Text excerpt section start
‘Fisheries crisis will hurt livelihood of 15 million’
Jun 11, 2012
An old-time fisherman, Ahmed Kaka, 63, from Luni village off the Kutch coast of Gujarat, complains that several species of fish have disappeared.
“Earlier, we would capture 129 different species, including large pomfret and octopus, but today, these have all vanished,” said Mr Kaka.
Mr Kaka’s views are shared by 15 million people living along India’s coastline whose livelihood depends on the fishing industry.
Mataanhy Saldanha, chairman of the National Fishworkers Forum, warns against the falling size of the mackerel being caught today.
“Not only is the mackerel size getting smaller but trawlers are catching mackerel with eggs which means there is no chance for them to reproduce. Rejuvenation of fish is not happening as trawlers fish even during the breeding season.”
In the southern states, large quantities of juveniles fishes are being caught and discarded since they have no commercial value. The economic loss of the juvenile fish by a single trawler in Kerala coast has been estimated at `28 lakhs.
A Greenpeace report titled “Safeguard or Squander? Deciding the future of India’s Fisheries” warns that 90 per cent of India’s fish resources have reached above maximum sustainable levels of exploitation. These findings contradict the ministry of commerce projections that marine exports will be raised from $4 billion to $6 billion by 2015.
Text excerpt section end
Data extracts section start
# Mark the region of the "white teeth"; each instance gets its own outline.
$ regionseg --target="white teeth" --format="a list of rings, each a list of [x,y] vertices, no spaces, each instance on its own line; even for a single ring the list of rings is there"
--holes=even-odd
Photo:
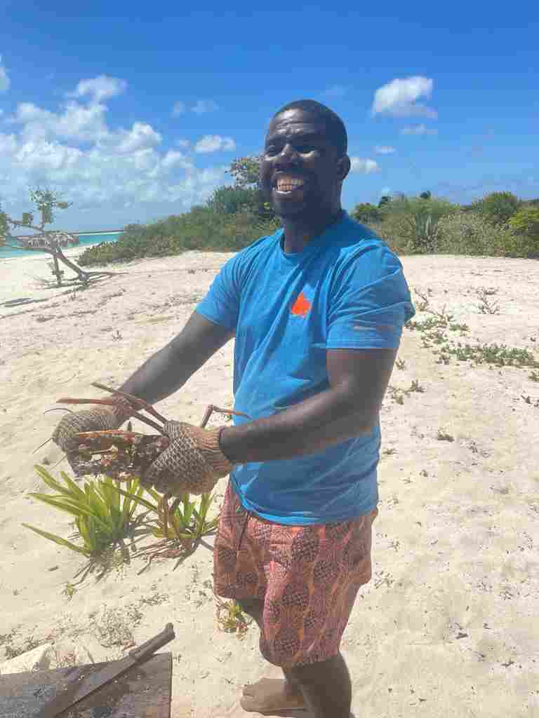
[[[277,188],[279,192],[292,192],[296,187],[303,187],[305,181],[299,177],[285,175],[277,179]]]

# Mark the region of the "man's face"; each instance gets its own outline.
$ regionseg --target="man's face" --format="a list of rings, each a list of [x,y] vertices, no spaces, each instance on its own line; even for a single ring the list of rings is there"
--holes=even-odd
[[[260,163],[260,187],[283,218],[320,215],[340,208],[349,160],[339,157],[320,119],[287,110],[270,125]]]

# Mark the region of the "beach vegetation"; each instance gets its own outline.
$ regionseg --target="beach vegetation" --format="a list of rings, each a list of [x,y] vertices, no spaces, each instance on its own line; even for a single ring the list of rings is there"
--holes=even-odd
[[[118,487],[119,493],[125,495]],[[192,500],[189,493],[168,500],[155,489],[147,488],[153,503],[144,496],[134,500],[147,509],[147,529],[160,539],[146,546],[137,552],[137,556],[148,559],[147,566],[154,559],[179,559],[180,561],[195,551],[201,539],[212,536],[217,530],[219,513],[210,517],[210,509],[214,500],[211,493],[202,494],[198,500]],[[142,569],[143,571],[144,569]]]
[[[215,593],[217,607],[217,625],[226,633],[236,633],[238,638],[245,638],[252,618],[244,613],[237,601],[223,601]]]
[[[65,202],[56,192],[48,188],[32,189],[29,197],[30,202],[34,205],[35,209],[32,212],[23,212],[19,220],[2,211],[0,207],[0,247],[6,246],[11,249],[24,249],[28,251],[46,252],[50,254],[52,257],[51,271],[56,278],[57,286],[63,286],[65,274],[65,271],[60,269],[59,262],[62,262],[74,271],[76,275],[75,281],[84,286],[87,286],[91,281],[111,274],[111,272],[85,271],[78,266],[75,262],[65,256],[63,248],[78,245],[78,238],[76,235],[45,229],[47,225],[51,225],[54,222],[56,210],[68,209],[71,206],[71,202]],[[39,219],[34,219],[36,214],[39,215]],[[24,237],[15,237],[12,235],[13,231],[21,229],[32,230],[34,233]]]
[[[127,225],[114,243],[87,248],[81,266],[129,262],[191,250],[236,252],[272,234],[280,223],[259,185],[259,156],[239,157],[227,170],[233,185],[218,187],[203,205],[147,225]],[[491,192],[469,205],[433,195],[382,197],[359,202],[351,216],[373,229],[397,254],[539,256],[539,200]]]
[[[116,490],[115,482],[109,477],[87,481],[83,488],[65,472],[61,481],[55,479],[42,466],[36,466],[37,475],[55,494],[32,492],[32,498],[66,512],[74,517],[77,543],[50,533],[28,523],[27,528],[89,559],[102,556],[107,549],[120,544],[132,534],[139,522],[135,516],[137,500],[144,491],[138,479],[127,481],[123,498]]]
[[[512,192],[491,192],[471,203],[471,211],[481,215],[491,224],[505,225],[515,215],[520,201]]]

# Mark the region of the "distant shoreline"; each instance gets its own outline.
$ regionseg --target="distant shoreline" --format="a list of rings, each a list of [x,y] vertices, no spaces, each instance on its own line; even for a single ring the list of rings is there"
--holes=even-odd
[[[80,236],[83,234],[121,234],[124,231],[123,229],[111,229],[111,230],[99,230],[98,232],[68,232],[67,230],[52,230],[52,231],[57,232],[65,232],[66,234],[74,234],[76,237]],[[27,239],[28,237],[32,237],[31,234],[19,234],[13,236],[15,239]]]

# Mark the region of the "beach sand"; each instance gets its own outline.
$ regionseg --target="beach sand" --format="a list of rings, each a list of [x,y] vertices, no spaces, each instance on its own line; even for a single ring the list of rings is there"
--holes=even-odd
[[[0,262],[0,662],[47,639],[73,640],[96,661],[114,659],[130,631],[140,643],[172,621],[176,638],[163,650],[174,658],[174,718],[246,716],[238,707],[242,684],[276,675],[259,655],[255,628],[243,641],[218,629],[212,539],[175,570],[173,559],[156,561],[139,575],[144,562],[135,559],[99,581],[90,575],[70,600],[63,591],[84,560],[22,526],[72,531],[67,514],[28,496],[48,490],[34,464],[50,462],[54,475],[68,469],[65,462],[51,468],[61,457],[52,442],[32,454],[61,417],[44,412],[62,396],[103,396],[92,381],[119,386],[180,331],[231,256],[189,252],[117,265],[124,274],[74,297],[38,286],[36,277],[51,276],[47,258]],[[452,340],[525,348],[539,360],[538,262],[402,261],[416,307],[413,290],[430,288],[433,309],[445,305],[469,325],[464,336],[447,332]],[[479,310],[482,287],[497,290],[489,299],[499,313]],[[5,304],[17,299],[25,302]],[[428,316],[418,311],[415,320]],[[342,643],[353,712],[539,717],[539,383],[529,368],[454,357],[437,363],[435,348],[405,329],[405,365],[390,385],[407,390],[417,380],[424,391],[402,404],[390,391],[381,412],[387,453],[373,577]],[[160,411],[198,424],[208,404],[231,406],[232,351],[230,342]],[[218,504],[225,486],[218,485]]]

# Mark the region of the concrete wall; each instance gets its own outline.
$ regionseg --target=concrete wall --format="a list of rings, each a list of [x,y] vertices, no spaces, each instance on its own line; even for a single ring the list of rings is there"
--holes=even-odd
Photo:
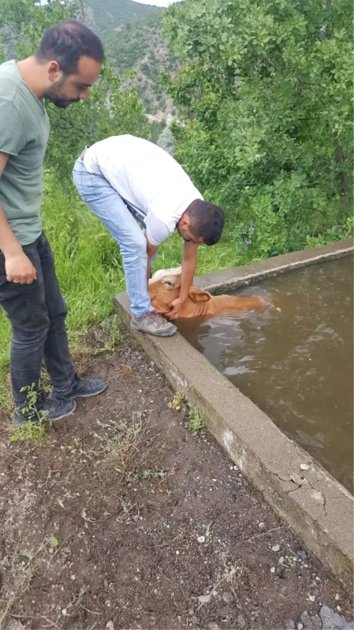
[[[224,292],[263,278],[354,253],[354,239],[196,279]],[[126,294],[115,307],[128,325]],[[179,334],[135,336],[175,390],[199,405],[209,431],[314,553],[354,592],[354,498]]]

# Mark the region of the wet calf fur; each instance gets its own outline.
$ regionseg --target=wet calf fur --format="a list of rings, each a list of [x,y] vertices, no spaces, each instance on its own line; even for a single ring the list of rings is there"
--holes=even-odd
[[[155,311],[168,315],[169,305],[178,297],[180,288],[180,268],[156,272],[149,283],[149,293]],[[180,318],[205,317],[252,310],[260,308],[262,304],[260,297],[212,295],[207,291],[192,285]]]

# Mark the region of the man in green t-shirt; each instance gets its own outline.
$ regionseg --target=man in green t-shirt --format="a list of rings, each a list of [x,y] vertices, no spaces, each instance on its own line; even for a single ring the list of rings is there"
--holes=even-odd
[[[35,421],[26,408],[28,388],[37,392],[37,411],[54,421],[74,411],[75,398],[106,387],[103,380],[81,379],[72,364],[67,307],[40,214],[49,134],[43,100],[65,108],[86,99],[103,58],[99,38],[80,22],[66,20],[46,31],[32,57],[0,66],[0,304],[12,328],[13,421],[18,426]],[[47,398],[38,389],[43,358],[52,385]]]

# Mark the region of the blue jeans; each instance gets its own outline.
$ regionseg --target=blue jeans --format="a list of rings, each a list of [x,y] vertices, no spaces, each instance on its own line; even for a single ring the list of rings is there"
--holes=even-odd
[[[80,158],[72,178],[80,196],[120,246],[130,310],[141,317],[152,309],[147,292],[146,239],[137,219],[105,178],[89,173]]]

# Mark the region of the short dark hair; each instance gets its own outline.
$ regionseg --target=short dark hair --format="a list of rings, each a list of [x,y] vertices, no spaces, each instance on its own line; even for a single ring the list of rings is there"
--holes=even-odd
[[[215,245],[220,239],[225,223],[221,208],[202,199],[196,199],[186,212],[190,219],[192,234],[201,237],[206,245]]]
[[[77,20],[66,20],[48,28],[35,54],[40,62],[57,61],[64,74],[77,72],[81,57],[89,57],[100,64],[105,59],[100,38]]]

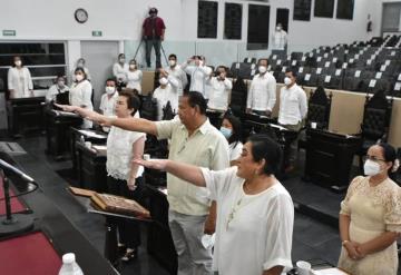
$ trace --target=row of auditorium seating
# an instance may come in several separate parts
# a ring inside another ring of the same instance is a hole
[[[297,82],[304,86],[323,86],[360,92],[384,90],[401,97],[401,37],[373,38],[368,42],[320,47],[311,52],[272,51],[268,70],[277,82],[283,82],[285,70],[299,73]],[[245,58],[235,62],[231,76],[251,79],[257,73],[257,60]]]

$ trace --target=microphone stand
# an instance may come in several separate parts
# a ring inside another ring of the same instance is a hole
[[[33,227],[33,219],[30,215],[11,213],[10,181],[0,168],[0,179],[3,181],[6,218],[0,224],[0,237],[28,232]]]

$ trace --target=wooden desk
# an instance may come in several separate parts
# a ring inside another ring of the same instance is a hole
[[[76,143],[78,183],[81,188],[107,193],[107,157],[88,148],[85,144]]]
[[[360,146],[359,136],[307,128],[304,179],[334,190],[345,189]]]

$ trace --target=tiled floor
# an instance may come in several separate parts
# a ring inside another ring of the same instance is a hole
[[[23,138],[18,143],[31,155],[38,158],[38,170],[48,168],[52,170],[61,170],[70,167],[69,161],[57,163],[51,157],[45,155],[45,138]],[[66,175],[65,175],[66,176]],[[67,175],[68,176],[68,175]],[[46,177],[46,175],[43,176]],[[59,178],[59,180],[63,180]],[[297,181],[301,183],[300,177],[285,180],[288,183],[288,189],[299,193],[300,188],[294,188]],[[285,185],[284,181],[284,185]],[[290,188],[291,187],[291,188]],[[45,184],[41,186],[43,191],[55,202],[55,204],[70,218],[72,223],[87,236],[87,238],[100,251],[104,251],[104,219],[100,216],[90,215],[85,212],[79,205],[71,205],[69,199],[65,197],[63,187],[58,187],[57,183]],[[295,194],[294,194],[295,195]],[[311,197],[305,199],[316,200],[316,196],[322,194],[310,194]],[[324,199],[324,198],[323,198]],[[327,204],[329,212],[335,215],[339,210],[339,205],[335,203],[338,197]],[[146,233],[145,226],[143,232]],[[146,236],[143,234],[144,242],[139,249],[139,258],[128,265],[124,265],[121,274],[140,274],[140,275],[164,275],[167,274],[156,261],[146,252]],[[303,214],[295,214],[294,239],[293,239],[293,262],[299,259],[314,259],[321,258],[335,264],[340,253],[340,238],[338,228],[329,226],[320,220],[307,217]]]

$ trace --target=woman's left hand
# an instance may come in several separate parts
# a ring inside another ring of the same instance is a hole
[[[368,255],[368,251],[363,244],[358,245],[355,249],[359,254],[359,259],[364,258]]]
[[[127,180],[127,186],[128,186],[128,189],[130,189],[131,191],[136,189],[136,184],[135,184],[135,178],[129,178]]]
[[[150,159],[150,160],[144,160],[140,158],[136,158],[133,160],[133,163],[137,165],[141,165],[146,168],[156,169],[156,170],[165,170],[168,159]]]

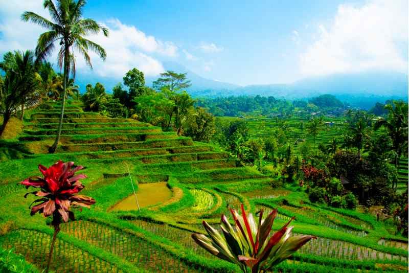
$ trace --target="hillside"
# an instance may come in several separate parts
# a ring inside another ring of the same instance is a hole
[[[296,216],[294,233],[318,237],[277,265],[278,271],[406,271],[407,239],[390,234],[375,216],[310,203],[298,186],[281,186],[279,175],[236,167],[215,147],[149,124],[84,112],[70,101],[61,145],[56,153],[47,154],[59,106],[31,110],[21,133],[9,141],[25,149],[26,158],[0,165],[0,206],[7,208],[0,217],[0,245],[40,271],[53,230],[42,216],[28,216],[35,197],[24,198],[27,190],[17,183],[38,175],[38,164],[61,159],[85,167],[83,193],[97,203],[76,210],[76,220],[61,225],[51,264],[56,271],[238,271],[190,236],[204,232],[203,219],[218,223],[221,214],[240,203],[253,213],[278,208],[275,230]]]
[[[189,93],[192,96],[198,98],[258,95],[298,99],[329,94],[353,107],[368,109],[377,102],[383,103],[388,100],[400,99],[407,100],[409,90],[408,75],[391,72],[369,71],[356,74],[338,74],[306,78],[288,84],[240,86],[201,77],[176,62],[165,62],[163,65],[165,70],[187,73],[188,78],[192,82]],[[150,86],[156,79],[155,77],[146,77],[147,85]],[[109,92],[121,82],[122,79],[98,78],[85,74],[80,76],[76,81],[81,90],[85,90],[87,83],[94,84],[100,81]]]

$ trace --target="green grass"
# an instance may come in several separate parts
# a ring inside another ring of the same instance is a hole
Data extracts section end
§ **What is being asked**
List every organization or government body named in the fisheries article above.

§ **Answer**
National Fishworkers Forum
Greenpeace
ministry of commerce